__Short problem__
Update the lines from the one containing "Reviewer note: every instance of the green" through the last line, changing "keypoint" to "marker" and leaving everything else as it is.

::: Data excerpts :::

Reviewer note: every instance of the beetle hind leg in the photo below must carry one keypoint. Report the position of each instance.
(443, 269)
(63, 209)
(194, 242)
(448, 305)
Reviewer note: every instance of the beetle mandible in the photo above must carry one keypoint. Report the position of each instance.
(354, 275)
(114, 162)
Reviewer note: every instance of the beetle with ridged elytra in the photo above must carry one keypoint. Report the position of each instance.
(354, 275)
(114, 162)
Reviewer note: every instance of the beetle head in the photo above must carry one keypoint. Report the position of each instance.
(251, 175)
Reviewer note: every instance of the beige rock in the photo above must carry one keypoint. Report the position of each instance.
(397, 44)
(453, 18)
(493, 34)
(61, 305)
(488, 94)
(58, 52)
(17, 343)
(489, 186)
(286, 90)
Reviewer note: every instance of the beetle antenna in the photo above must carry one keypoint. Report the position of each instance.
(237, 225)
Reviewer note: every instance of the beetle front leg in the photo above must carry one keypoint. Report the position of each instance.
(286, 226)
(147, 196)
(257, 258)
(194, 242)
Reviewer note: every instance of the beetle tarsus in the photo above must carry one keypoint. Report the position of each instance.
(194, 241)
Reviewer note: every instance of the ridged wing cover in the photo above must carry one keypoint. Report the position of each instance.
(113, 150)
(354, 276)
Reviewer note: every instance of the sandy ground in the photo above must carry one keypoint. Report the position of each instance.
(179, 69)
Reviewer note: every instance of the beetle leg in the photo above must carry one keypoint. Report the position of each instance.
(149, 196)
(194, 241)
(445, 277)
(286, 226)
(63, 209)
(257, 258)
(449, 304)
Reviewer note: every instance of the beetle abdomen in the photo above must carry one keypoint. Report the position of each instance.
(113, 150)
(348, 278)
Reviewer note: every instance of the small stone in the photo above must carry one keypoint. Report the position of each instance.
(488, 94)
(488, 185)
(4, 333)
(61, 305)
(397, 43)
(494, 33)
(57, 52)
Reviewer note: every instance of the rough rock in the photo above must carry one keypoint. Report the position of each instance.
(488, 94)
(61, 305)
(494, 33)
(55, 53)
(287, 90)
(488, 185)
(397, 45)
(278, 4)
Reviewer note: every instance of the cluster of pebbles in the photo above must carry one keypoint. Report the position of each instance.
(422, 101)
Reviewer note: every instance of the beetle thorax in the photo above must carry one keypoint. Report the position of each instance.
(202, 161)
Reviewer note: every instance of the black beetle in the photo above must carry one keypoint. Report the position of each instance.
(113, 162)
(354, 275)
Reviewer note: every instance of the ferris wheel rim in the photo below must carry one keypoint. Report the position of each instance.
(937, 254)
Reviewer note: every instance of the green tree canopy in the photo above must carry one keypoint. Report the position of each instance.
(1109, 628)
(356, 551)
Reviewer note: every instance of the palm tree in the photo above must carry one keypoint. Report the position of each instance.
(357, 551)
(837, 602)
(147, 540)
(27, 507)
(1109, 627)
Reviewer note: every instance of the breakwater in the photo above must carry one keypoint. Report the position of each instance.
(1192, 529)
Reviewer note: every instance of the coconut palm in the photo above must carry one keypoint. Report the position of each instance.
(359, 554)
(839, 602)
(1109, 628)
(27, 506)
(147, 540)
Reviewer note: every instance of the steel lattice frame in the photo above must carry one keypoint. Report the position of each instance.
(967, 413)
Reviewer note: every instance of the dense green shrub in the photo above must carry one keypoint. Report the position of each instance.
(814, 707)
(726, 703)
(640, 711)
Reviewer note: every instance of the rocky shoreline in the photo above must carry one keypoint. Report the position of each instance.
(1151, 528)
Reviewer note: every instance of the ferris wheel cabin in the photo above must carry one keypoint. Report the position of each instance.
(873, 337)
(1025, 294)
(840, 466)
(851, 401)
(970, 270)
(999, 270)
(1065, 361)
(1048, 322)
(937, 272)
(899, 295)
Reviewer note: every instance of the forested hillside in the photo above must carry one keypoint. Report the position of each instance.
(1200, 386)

:::

__Exercise result__
Reviewer note: every instance of the green tree canopy in the photo above must carry one marker. Report the position of each instance.
(1109, 628)
(356, 551)
Reviewer note: every instance of the palm tree in the photo above must carry one marker. Report the position of each instance.
(357, 551)
(837, 602)
(147, 540)
(27, 507)
(1109, 627)
Reviewer note: every instance of the breakwater in the photo above must carry one marker. Report the position of each instance.
(1192, 529)
Reviewer note: every instance of the coconut palm in the photo above must carry one marker. Report the position of each instance.
(359, 554)
(839, 602)
(1109, 628)
(27, 506)
(147, 540)
Reviewer note: every instance of the steel lattice frame in the photo above must carry one marker. Report the position of each instance.
(967, 413)
Reviewer note: every instance of the dense green shrub in the photo above must carry one marker. Report the position of each instance.
(814, 707)
(726, 703)
(640, 711)
Reviewer note: every instance of the rocky shoreline in the photo above must carry one marker. Report the position of each instance.
(1151, 528)
Reviewer note: every instance of the ferris wheel cabin in the photo above must carry one marker. Report the position of each instance.
(873, 337)
(1025, 294)
(840, 466)
(851, 401)
(970, 270)
(999, 270)
(1065, 361)
(1048, 322)
(937, 272)
(899, 295)
Reviewer note: every instance of the forested hillside in the photo above must carry one marker. Report the position of each instance.
(1200, 386)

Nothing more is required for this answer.